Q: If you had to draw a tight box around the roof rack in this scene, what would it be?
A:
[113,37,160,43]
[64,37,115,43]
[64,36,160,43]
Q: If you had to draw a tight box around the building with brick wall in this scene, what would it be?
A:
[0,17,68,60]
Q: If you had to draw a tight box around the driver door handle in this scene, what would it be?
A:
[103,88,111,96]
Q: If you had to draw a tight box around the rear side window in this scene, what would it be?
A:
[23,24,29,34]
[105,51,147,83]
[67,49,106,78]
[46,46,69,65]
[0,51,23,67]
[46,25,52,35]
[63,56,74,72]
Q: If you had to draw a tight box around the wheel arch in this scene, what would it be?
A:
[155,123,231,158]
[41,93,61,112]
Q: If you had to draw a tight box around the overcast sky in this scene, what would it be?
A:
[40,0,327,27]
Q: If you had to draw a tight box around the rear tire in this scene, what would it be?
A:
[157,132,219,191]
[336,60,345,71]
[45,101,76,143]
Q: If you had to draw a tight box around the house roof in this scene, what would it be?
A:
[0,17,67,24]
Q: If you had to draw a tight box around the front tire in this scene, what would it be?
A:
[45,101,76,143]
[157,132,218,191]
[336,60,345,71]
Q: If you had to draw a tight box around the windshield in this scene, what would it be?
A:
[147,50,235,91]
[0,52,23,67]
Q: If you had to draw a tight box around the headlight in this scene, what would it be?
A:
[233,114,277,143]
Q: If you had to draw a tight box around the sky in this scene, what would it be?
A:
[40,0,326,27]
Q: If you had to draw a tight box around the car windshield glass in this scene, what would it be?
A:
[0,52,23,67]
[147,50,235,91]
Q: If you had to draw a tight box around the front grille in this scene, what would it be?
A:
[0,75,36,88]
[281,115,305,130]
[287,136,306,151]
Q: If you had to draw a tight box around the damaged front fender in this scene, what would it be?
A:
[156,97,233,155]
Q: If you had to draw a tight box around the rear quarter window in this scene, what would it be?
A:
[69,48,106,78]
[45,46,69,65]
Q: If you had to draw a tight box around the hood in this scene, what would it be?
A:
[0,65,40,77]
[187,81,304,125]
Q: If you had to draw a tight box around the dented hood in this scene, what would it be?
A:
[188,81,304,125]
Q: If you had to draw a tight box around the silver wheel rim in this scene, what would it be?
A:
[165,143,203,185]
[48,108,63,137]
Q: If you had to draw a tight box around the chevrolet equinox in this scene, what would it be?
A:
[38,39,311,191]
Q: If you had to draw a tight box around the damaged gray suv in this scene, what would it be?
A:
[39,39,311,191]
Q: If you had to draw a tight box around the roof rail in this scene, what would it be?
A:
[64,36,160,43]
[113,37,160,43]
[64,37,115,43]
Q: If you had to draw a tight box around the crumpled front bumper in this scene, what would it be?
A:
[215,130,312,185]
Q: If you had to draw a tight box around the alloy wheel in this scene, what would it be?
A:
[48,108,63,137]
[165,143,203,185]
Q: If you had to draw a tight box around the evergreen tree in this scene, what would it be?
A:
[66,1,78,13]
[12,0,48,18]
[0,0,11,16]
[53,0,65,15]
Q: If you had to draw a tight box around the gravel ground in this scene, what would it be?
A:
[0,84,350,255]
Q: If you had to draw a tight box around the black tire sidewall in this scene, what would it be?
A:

┄┄┄┄┄┄┄┄┄┄

■ **Given problem**
Output the lines from the one containing "the front tire" up to and including the one containing "[156,97,233,155]" as a Markdown table with columns n and Line. Number each line in n, and skip any blank lines.

■ **Reply to the exercise**
| n | Line |
|---|---|
| 1 | Q: If you had to draw a tight box around the front tire in this scene, what would it be? |
| 2 | A: |
| 3 | [45,101,76,143] |
| 4 | [157,132,218,191] |
| 5 | [336,60,345,71] |
| 6 | Q: If you had to draw a tight box around the windshield in this scene, what would it be? |
| 7 | A: |
| 8 | [147,50,235,91] |
| 9 | [0,52,23,67] |
| 10 | Q: If you had to draw a tight box around the headlight in this scene, what would it be? |
| 11 | A: |
| 12 | [233,114,277,143] |
| 13 | Q: If you had to draw a tight box around the sky in this scene, what would it be? |
| 14 | A: |
| 15 | [40,0,326,27] |
| 16 | Q: If you had to draw a tight box around the car windshield glass in this scene, what would it be? |
| 17 | A: |
| 18 | [0,52,23,67] |
| 19 | [147,50,235,91] |
| 20 | Q: If you had to draw a tight box around the front grille in this scene, what would it be? |
| 21 | A: |
| 22 | [0,75,36,88] |
| 23 | [281,115,305,130] |
| 24 | [287,136,306,151] |
| 25 | Q: If you had to draw a tight box around the damaged front fender in this scene, what would it be? |
| 26 | A: |
| 27 | [156,97,233,155] |